*** Available data ***
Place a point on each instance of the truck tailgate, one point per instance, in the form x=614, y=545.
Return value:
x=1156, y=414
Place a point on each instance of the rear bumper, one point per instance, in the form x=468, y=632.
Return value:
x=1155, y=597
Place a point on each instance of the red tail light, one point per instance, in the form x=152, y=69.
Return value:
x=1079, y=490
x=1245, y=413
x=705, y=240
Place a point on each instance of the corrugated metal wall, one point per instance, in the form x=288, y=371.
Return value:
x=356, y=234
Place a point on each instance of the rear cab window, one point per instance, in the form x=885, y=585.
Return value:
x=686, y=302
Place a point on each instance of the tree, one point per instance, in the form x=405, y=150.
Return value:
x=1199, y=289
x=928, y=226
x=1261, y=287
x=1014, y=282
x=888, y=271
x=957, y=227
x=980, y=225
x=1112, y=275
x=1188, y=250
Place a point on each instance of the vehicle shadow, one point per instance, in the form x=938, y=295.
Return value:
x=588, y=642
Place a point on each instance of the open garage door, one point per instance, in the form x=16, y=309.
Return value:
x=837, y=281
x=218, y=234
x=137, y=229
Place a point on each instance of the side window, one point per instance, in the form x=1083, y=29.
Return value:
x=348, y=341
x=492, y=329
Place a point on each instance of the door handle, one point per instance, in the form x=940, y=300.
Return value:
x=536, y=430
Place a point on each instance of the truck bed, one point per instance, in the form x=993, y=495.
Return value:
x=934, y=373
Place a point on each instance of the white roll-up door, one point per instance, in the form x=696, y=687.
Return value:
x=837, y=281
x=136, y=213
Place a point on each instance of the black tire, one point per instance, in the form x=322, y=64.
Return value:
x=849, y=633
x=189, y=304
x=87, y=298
*** End of Available data ***
Task directions: Take the word "rear" and find each line of the material that contains it. Copy those lines.

Task output:
Place a point on each instance of the rear bumper, one point per instance, in the form x=468, y=632.
Place a point on each instance of the rear cab window, one point per instance, in the form x=885, y=585.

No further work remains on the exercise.